Short problem: Copy out the lines from the one containing "Note: locate the dark" through the one containing "pixel 332 5", replacing "window blind" with "roller shade" and leaving everything else the same.

** Begin Data for processing **

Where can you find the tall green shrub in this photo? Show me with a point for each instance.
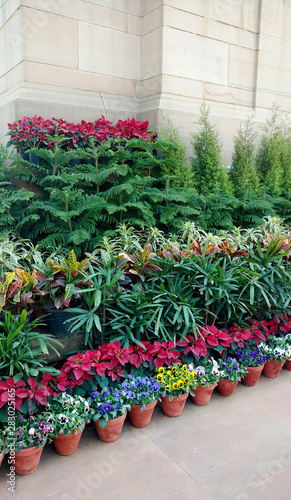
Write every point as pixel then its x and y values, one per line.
pixel 269 155
pixel 243 170
pixel 207 153
pixel 170 133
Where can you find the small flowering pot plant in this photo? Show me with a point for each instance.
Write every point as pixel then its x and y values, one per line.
pixel 251 357
pixel 28 431
pixel 207 373
pixel 230 369
pixel 274 349
pixel 176 380
pixel 288 346
pixel 142 390
pixel 2 440
pixel 67 414
pixel 110 403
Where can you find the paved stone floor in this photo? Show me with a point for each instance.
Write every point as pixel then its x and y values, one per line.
pixel 235 448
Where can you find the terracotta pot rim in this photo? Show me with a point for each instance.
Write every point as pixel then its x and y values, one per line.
pixel 113 419
pixel 210 386
pixel 25 450
pixel 185 394
pixel 148 405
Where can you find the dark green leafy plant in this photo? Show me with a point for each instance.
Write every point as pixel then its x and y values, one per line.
pixel 22 348
pixel 207 153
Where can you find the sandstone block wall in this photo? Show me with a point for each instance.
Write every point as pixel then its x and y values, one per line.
pixel 82 58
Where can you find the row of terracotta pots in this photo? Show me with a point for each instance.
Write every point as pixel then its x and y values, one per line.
pixel 26 460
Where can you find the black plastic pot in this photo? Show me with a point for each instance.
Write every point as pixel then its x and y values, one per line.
pixel 74 163
pixel 56 321
pixel 17 316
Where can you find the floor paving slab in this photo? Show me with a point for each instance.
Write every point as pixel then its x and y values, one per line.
pixel 234 448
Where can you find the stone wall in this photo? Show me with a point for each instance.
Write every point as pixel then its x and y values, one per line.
pixel 82 58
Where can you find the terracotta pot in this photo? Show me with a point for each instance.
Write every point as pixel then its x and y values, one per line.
pixel 112 429
pixel 2 456
pixel 251 378
pixel 225 387
pixel 26 460
pixel 66 445
pixel 271 369
pixel 141 418
pixel 203 394
pixel 175 407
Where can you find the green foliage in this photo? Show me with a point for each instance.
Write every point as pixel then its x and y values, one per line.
pixel 243 171
pixel 207 153
pixel 170 133
pixel 269 160
pixel 22 348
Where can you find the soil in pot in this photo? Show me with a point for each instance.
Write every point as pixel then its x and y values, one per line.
pixel 141 418
pixel 203 395
pixel 225 387
pixel 66 445
pixel 252 376
pixel 174 407
pixel 271 369
pixel 112 429
pixel 27 460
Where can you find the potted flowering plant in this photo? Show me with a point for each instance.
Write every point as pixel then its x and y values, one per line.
pixel 207 375
pixel 253 359
pixel 177 382
pixel 275 354
pixel 230 374
pixel 143 393
pixel 109 408
pixel 25 441
pixel 68 416
pixel 2 445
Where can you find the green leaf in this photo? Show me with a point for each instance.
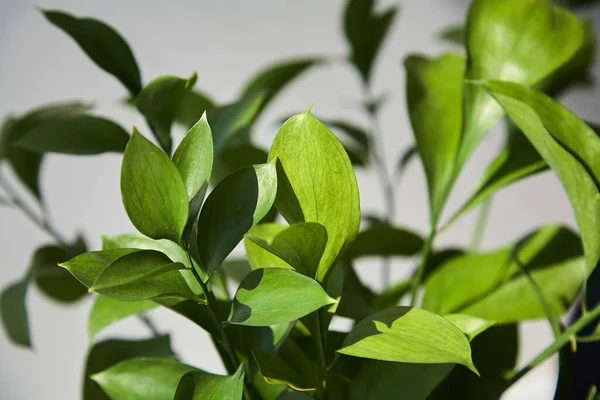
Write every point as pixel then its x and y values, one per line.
pixel 276 295
pixel 110 352
pixel 365 31
pixel 159 102
pixel 103 45
pixel 236 204
pixel 106 311
pixel 522 41
pixel 77 134
pixel 142 379
pixel 200 385
pixel 153 192
pixel 569 147
pixel 409 335
pixel 14 313
pixel 434 90
pixel 385 241
pixel 316 184
pixel 300 246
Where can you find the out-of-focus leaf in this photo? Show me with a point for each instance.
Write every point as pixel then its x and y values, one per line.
pixel 103 45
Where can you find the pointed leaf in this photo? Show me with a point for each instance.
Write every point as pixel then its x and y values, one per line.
pixel 238 203
pixel 153 192
pixel 276 295
pixel 316 184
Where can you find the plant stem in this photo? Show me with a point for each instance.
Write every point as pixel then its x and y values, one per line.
pixel 426 252
pixel 558 343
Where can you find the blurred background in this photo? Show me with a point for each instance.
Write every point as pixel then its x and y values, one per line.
pixel 226 43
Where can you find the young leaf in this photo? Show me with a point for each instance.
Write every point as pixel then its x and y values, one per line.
pixel 200 385
pixel 153 192
pixel 142 379
pixel 316 184
pixel 434 90
pixel 103 45
pixel 76 134
pixel 569 147
pixel 365 31
pixel 276 295
pixel 106 311
pixel 238 203
pixel 159 102
pixel 409 335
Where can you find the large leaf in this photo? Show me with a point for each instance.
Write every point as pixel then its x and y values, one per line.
pixel 316 184
pixel 153 192
pixel 76 134
pixel 409 335
pixel 522 41
pixel 276 295
pixel 365 31
pixel 159 103
pixel 103 45
pixel 106 311
pixel 142 379
pixel 200 385
pixel 434 90
pixel 238 203
pixel 569 147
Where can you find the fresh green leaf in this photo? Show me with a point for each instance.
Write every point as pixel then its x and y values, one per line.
pixel 409 335
pixel 77 134
pixel 103 45
pixel 365 31
pixel 106 311
pixel 142 379
pixel 200 385
pixel 434 90
pixel 153 192
pixel 159 102
pixel 316 184
pixel 238 203
pixel 276 295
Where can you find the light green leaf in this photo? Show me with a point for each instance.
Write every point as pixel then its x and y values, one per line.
pixel 153 192
pixel 77 134
pixel 159 103
pixel 238 203
pixel 276 295
pixel 200 385
pixel 142 379
pixel 434 89
pixel 103 45
pixel 316 184
pixel 569 147
pixel 409 335
pixel 106 311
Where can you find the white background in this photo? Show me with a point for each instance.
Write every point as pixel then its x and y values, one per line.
pixel 225 42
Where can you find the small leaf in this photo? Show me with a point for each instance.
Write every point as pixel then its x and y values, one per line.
pixel 103 45
pixel 159 102
pixel 316 184
pixel 238 203
pixel 142 379
pixel 200 385
pixel 153 192
pixel 409 335
pixel 106 311
pixel 77 134
pixel 276 295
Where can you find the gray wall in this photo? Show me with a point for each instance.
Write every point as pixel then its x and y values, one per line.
pixel 224 42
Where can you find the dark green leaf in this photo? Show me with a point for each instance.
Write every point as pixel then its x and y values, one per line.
pixel 316 183
pixel 276 295
pixel 153 192
pixel 103 45
pixel 238 203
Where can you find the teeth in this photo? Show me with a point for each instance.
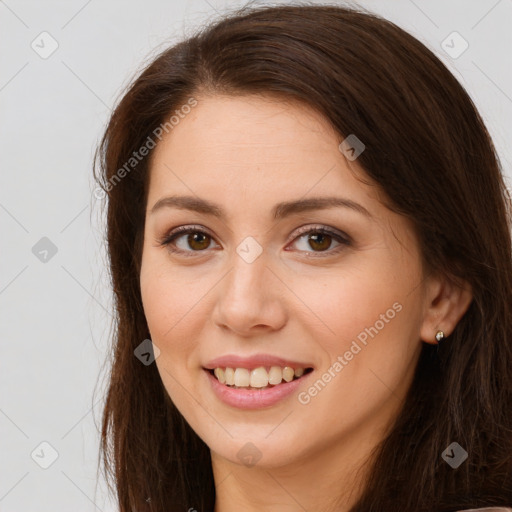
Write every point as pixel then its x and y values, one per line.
pixel 229 375
pixel 242 377
pixel 219 373
pixel 275 375
pixel 258 377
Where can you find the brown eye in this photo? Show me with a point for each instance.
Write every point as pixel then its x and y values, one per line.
pixel 320 241
pixel 187 240
pixel 198 241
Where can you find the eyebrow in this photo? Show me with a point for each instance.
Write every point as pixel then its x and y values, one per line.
pixel 280 210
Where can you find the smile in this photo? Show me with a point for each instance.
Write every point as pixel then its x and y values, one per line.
pixel 257 378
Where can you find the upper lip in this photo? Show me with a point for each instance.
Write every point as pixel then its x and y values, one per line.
pixel 254 361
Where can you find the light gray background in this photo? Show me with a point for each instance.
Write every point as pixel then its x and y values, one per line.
pixel 55 314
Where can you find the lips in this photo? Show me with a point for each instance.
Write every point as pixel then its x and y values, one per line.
pixel 254 361
pixel 261 380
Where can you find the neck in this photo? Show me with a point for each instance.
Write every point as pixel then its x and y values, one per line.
pixel 329 479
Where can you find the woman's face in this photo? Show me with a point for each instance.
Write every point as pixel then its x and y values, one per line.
pixel 273 278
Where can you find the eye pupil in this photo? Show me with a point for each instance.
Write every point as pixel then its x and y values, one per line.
pixel 323 238
pixel 193 239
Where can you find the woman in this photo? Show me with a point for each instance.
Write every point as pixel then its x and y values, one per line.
pixel 309 240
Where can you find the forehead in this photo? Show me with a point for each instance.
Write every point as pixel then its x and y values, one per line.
pixel 243 150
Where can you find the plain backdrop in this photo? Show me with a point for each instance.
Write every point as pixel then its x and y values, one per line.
pixel 62 68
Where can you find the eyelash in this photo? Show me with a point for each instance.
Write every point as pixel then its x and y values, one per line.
pixel 344 240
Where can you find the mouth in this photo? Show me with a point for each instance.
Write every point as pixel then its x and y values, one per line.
pixel 260 377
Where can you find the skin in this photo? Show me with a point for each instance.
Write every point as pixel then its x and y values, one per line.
pixel 295 300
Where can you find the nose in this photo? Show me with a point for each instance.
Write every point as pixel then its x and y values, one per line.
pixel 250 298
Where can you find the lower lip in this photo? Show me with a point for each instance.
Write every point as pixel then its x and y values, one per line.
pixel 254 398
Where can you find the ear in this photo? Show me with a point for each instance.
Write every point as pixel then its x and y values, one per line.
pixel 446 301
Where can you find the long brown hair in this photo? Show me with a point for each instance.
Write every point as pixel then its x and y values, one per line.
pixel 428 149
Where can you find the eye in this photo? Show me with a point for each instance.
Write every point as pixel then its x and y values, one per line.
pixel 190 240
pixel 320 239
pixel 193 237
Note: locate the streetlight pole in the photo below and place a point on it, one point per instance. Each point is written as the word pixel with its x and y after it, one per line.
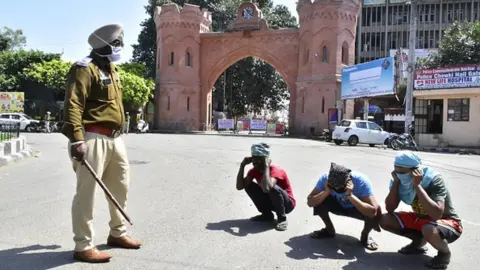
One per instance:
pixel 411 65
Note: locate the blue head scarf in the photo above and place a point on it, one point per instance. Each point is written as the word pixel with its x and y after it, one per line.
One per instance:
pixel 260 150
pixel 408 159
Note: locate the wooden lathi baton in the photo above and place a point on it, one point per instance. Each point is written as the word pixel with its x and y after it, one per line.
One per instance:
pixel 109 195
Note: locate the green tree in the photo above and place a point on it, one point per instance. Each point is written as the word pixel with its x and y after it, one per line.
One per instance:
pixel 11 39
pixel 13 63
pixel 460 45
pixel 136 89
pixel 52 74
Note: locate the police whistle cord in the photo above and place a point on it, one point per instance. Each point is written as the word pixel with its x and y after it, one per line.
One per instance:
pixel 105 189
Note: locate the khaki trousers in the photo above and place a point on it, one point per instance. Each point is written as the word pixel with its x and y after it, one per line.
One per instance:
pixel 108 157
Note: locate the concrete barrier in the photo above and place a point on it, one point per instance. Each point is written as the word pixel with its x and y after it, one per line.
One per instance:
pixel 14 150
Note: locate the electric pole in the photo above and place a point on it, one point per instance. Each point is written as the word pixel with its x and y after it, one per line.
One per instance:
pixel 411 65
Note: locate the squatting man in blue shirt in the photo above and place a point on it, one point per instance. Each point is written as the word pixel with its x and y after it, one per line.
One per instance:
pixel 346 193
pixel 433 218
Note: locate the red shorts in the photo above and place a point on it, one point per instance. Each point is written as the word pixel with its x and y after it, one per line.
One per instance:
pixel 450 229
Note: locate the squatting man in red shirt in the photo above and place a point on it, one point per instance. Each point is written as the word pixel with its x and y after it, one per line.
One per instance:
pixel 272 191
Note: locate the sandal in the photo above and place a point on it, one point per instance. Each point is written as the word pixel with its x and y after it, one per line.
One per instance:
pixel 441 261
pixel 263 218
pixel 322 234
pixel 413 250
pixel 282 226
pixel 369 243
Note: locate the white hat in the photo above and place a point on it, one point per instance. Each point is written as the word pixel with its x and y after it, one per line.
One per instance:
pixel 104 35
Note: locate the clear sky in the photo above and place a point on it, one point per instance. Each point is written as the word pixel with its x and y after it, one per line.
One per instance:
pixel 64 26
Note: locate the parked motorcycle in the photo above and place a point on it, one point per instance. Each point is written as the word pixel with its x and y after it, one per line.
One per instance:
pixel 56 126
pixel 38 127
pixel 142 127
pixel 403 141
pixel 327 135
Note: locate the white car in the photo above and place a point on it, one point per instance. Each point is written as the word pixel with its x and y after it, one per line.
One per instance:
pixel 359 131
pixel 25 121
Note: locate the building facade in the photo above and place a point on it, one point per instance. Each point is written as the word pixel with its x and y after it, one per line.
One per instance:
pixel 384 25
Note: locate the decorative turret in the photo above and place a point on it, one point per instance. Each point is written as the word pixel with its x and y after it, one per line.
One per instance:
pixel 327 43
pixel 178 58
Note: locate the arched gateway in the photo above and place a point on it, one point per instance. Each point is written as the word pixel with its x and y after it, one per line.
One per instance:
pixel 190 58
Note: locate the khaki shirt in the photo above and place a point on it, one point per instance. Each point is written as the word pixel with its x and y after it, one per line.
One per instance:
pixel 93 96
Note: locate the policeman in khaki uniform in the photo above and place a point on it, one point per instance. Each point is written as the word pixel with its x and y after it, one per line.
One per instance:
pixel 94 120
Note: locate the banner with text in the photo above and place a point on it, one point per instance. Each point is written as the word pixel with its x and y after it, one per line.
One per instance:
pixel 447 77
pixel 258 124
pixel 12 102
pixel 373 2
pixel 375 78
pixel 226 124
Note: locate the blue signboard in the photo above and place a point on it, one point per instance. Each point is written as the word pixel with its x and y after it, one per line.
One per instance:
pixel 375 78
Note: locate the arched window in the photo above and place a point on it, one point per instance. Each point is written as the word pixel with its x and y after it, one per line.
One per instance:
pixel 323 104
pixel 306 56
pixel 345 53
pixel 303 104
pixel 188 60
pixel 171 59
pixel 325 54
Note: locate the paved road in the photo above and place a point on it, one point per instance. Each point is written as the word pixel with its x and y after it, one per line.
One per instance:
pixel 184 205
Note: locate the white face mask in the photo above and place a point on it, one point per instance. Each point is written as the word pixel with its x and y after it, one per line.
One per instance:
pixel 116 54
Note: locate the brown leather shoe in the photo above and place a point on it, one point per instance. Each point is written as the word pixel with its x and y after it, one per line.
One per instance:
pixel 92 256
pixel 123 242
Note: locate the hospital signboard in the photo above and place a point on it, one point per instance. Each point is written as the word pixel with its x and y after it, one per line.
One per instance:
pixel 375 78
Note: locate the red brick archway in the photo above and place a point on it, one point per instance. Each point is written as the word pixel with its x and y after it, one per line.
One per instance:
pixel 190 58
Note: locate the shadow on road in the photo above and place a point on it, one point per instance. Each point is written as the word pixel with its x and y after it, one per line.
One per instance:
pixel 244 226
pixel 345 247
pixel 34 257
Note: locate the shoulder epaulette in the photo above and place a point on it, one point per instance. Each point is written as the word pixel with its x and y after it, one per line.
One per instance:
pixel 84 62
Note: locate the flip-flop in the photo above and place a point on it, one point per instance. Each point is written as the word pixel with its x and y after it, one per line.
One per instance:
pixel 369 244
pixel 413 250
pixel 322 234
pixel 441 261
pixel 281 226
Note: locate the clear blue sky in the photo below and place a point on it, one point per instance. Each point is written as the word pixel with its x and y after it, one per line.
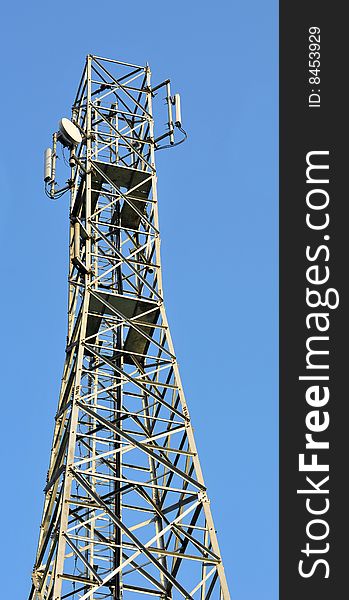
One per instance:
pixel 218 211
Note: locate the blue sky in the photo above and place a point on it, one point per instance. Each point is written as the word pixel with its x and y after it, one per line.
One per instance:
pixel 218 215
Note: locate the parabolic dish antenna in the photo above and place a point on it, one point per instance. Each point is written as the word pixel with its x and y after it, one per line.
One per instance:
pixel 69 133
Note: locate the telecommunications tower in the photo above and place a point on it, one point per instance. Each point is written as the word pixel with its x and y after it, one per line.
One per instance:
pixel 126 514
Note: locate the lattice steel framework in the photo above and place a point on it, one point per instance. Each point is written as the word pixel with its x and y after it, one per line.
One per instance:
pixel 126 512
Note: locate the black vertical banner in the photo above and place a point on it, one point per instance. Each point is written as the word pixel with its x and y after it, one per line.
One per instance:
pixel 314 332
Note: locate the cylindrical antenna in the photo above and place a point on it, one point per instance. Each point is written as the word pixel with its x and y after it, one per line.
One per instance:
pixel 169 111
pixel 178 117
pixel 47 165
pixel 54 158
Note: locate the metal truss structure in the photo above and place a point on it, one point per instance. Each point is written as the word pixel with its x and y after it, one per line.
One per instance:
pixel 126 512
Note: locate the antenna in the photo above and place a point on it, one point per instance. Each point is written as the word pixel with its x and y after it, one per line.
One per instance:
pixel 178 114
pixel 69 136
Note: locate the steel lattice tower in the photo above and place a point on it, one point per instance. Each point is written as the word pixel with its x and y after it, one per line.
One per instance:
pixel 126 512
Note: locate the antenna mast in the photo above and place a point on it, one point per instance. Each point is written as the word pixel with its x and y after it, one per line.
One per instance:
pixel 126 512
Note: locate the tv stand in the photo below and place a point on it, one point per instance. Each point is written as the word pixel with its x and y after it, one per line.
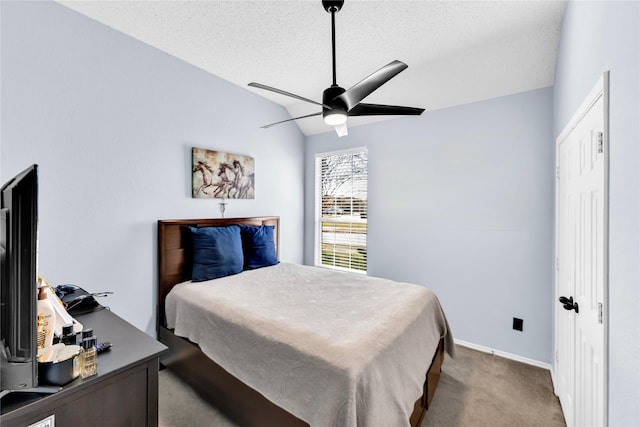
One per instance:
pixel 125 391
pixel 42 390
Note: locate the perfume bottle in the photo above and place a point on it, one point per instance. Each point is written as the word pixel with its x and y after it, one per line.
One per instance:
pixel 89 365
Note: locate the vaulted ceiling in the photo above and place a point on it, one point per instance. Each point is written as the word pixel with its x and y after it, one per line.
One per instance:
pixel 457 51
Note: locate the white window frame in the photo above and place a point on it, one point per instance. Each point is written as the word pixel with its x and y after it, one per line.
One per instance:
pixel 317 243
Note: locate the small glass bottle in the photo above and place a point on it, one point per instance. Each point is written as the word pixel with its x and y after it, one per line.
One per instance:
pixel 68 336
pixel 89 357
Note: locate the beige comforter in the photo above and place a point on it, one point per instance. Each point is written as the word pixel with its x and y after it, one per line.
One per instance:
pixel 332 348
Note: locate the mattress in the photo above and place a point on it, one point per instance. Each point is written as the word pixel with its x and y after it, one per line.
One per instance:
pixel 332 348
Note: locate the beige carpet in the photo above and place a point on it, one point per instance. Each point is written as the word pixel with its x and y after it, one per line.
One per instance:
pixel 476 389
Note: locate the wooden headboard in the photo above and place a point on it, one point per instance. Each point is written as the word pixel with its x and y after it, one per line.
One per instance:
pixel 174 249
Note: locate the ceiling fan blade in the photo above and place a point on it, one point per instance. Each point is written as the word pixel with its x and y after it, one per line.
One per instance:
pixel 384 110
pixel 282 92
pixel 366 86
pixel 342 129
pixel 288 120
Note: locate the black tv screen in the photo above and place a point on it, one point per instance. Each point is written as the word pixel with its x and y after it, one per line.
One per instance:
pixel 18 287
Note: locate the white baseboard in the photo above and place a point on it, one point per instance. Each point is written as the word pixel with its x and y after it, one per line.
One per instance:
pixel 504 354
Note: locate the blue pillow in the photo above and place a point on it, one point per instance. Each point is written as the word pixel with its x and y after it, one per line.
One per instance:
pixel 217 252
pixel 258 246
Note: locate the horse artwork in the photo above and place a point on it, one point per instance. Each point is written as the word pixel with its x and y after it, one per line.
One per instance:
pixel 220 175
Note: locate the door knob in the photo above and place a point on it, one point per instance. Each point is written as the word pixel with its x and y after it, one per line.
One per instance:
pixel 569 304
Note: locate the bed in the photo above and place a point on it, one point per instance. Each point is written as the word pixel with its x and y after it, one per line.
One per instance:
pixel 263 353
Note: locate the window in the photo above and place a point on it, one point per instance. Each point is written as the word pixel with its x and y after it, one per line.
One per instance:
pixel 341 210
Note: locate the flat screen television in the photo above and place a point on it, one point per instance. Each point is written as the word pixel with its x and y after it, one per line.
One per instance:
pixel 18 283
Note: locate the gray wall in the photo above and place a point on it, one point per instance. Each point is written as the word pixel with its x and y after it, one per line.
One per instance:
pixel 111 122
pixel 461 201
pixel 600 36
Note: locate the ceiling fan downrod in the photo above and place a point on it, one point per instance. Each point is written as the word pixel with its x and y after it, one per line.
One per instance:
pixel 333 7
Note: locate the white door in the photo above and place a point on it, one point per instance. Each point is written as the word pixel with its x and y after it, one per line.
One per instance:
pixel 581 242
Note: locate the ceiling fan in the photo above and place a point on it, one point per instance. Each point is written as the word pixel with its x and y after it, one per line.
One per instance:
pixel 338 103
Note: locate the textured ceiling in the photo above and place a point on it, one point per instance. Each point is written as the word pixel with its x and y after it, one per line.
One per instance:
pixel 457 51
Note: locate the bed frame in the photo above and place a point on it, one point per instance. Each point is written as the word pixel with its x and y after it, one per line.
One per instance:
pixel 239 402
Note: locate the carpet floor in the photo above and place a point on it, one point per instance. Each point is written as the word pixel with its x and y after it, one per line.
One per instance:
pixel 476 390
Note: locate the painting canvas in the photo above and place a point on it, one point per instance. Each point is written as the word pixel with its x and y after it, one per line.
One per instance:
pixel 220 175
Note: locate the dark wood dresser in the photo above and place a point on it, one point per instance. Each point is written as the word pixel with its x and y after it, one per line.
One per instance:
pixel 124 393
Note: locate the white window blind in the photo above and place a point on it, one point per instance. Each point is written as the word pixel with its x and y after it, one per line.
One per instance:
pixel 341 203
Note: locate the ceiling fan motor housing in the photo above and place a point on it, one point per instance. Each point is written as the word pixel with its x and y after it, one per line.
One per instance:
pixel 329 98
pixel 332 5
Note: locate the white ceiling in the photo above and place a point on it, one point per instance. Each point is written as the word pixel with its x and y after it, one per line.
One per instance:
pixel 457 51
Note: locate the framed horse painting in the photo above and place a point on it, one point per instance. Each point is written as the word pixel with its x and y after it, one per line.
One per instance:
pixel 220 175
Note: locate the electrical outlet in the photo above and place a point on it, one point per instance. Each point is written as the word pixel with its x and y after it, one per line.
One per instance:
pixel 517 324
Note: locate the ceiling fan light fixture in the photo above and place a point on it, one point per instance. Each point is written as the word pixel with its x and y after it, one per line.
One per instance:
pixel 335 117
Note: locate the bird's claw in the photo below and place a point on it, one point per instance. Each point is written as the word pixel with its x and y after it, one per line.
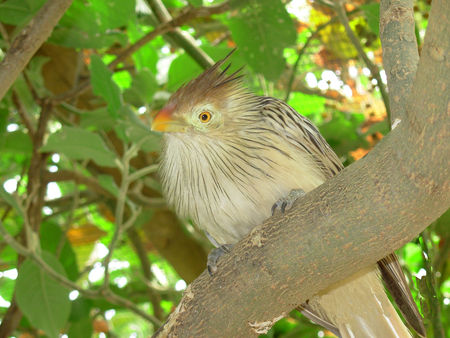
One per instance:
pixel 285 203
pixel 214 256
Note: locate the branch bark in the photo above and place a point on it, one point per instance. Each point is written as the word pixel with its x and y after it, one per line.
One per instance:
pixel 29 40
pixel 400 53
pixel 348 223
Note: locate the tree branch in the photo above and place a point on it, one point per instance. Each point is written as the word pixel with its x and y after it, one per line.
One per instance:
pixel 166 26
pixel 346 224
pixel 400 53
pixel 29 40
pixel 183 40
pixel 342 14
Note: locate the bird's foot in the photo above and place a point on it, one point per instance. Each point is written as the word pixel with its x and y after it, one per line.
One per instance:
pixel 285 203
pixel 214 256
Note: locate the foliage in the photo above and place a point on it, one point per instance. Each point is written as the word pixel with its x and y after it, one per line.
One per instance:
pixel 79 188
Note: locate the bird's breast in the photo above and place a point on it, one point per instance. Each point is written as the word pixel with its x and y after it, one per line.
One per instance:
pixel 227 190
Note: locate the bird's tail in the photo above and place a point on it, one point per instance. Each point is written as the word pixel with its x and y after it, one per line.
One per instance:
pixel 359 307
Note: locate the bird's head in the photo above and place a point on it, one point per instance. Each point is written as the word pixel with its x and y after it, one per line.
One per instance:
pixel 205 105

** End Data for processing **

The solution:
Note: locate the dark wood dresser in the photo above and place a point on it, one point per instance. Each point is written as the word pixel with its x and y after it, one per line.
One per instance:
pixel 124 393
Note: locate the white roller shade in the photo above and place a point on it, one point per instance. Each point is written as the word pixel with its x and y after it, one per line.
One per instance:
pixel 341 203
Note: locate the ceiling fan motor housing in the photo above and place a point on it, one point per instance. Each point is written as the word pixel with its x and y after it, one per line.
One per instance:
pixel 329 98
pixel 332 5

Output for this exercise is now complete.